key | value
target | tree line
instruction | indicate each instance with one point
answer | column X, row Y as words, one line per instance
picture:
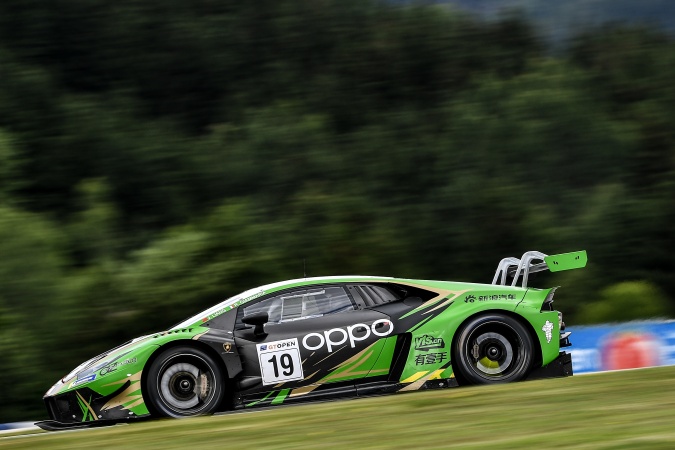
column 155, row 159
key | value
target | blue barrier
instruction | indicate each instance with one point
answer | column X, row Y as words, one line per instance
column 622, row 346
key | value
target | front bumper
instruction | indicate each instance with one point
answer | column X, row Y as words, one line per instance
column 86, row 406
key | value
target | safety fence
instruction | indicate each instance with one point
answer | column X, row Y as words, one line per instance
column 622, row 346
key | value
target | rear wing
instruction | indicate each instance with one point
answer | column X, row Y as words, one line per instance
column 514, row 267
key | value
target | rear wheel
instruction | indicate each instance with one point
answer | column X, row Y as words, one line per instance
column 492, row 349
column 184, row 382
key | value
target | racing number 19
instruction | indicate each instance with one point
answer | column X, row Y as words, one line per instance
column 285, row 361
column 280, row 361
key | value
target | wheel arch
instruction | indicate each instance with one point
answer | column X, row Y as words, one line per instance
column 226, row 401
column 537, row 357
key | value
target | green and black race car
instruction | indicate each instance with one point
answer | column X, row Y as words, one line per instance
column 327, row 337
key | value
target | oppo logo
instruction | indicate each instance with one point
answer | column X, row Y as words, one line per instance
column 338, row 336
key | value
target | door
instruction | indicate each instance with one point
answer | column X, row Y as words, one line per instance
column 315, row 336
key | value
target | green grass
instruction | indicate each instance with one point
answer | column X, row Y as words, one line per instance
column 619, row 410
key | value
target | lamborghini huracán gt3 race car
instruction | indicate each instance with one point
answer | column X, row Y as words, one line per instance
column 327, row 337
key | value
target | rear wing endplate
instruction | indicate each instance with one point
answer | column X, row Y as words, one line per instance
column 527, row 264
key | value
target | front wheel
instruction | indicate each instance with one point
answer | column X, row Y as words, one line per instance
column 184, row 382
column 492, row 349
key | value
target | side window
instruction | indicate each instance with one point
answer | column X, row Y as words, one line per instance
column 303, row 304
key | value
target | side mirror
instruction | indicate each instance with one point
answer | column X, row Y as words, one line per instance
column 257, row 320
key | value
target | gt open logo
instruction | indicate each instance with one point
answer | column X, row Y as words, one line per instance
column 328, row 336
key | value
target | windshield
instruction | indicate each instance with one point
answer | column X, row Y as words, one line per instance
column 254, row 293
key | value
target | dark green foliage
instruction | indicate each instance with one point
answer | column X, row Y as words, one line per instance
column 155, row 159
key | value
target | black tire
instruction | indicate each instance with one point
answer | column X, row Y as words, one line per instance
column 493, row 348
column 183, row 382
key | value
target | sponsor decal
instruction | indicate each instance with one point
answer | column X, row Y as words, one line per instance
column 431, row 358
column 114, row 365
column 339, row 336
column 280, row 361
column 426, row 342
column 487, row 298
column 86, row 379
column 548, row 330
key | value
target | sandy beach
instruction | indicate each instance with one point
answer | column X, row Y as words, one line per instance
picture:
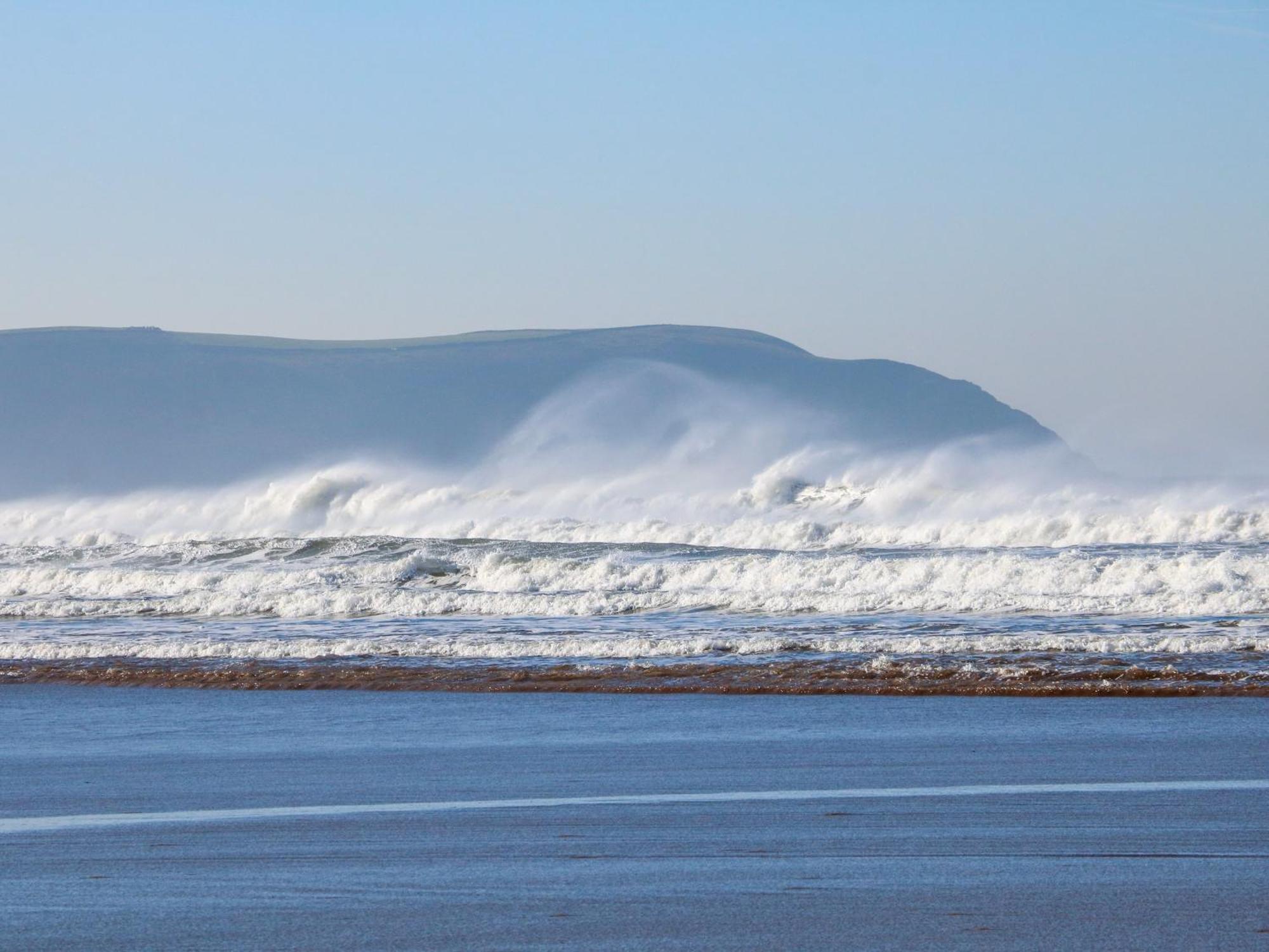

———

Collect every line of the records that contains the word "wheel".

target | rear wheel
target | wheel arch
target | front wheel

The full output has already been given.